HomeAssistant, Rhasspy, hermes MQTT on standalone matrix voice

Hey guys,

Home assistant and Rhasspy running on raspberry pi 4b, matrix voice standalone connected via MQTT, on device wake word 15 - 20 second delay from the time you say the command to the time it is processed and sent to HA. Wake word works almost immediately. No errors in the log, everything functions well aside from the delay.

I asked the same question a few months ago over here (https://community.matrix.one/t/matrix-voice-esp32-mqtt-audio-streamer/2323/14) but the solution may be on the rhasspy side so i thought i’d post here. I’ve scoured the forums here and on the matrix community and haven’t found this issue anywhere else yet.

A few months ago i was successful at setting up the matrix voice standalone hooked in rhasspy and then to home assistant based on romkabouter’s example, but with one strange quirk that does not appear in his demo - there is a long delay 15 - 20 seconds (maybe more in some cases) between the stated command, and the intended action.

Currently i have the device configured to use on the on device wake work “Alexa”, so if i say alexa then the LEDs turn green pretty quickly, and i say my command. 15 - 20 seconds later it works, the light will turn off, or whatever command i gave to homeassistant. Right after the command processes the LEDs on the matrix voice go back to blue, and it’s ready for another go. So the whole process works properly, there is just this unexplained delay.

Few other notes:

Looking at the MQTT server i can see that the audioFrame topic starts to roll once i saw the wake word, but it continues to receive data during this 15 - 20 second window before the command actually happens. This makes me wonder if for some reason rhasspy can’t detect that there is no more voice activity.

In this setup i was trying to change the voice detection to see if it made a difference, but the behavior is the same if i use webrtcvad or MQTT.

I don’t see any errors in the rhasspy logs, just a gap from when it starts listening to when the intent is sent to home assistant.

Anyway, i decided to revisit this after a few months and start looking for a solution. Any insight is appreciated. Thanks for everyone’s work on this cool tech!

Maybe a timeout issue? Which version of Rhasspy?

Rhasspy version 2.4.20, installed from home assistant add-ons. I updated yesterday.

Not sure if it’s related to the update or if i just missed this, but i do see a timeout in the log that i haven’t seen before. Watching the live updating log in rhasspy, as soon as that timeout pops up everything proceeds.
The delay occurs right after this line
[DEBUG:64980663] HermesWakeListener: listening -> loaded

then after the delay these 2 lines appear right after eachother

[DEBUG:65010689] HermesCommandListener: listening -> started
[WARNING:65010686] HermesCommandListener: Timeout

The log is below.

**Extracted entries**
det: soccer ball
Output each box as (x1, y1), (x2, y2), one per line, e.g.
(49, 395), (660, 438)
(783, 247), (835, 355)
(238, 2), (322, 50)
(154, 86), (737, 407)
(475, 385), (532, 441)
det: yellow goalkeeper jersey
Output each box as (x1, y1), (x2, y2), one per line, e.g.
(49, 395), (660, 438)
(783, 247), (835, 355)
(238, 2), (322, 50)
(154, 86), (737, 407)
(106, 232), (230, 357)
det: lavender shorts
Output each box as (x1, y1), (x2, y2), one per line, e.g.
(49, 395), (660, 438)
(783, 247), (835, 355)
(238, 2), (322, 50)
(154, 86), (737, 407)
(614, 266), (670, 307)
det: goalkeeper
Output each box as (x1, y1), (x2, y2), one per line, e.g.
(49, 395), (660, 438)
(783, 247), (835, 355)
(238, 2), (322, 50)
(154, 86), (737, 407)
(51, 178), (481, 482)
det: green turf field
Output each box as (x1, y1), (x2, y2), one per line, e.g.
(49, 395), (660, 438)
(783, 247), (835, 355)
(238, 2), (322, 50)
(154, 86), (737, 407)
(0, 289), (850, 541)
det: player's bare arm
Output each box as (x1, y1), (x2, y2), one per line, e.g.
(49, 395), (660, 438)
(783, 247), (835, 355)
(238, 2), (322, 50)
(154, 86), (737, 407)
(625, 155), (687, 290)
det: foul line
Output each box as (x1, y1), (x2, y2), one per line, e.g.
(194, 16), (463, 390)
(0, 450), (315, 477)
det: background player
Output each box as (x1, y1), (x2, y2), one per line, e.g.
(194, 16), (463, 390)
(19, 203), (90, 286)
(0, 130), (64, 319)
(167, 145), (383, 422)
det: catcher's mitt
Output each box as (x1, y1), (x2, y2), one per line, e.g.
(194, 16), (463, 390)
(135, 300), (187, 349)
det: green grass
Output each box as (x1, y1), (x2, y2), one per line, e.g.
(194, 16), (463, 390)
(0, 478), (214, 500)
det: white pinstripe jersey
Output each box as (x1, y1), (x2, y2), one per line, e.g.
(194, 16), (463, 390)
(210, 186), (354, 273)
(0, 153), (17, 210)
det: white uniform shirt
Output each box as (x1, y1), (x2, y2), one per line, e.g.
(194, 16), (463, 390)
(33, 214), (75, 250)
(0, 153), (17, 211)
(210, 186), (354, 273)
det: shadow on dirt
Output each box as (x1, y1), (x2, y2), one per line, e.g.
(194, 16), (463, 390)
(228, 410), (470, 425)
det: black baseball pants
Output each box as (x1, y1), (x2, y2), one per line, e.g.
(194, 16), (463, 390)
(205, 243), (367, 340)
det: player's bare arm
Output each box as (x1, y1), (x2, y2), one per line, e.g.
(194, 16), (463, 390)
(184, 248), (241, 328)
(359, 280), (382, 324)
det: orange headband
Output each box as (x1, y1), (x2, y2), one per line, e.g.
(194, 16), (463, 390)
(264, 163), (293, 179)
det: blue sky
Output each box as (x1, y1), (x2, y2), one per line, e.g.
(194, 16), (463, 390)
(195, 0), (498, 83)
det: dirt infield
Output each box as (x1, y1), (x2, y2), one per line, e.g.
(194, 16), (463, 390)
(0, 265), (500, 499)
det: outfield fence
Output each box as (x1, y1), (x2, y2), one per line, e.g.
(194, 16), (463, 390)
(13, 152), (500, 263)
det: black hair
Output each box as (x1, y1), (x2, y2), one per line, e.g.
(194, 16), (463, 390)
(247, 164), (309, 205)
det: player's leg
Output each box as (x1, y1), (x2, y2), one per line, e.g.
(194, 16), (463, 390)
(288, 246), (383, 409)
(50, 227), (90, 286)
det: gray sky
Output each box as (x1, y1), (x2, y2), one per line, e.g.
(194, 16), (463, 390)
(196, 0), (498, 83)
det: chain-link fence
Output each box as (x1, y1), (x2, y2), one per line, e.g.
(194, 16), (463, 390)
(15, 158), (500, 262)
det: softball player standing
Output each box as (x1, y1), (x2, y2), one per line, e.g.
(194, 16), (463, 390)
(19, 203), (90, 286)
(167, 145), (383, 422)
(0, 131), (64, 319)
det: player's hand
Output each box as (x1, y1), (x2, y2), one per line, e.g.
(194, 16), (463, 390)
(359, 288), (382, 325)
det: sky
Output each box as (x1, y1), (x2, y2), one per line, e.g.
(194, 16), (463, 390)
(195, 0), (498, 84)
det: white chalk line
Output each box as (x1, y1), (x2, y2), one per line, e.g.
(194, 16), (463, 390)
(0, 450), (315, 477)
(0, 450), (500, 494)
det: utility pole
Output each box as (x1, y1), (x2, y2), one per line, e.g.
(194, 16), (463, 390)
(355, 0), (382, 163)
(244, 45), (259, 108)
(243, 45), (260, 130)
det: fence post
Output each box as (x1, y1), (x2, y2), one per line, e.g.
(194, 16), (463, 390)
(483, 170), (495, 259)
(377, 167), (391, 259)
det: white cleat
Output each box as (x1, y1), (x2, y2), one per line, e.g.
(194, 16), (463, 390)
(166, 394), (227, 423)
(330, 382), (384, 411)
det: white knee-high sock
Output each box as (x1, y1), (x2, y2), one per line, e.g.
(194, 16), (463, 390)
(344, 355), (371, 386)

**Exercise instructions**
• A. What version of Rhasspy does the forum thread say is in use?
• B. Please write out, word for word, the part of the forum thread between "Home assistant and" and "from the delay.", inclusive.

**Answers to the exercise**
• A. Version 2.4.20

• B.
Home assistant and Rhasspy running on raspberry pi 4b, matrix voice standalone connected via MQTT, on device wake word 15 - 20 second delay from the time you say the command to the time it is processed and sent to HA. Wake word works almost immediately. No errors in the log, everything functions well aside from the delay.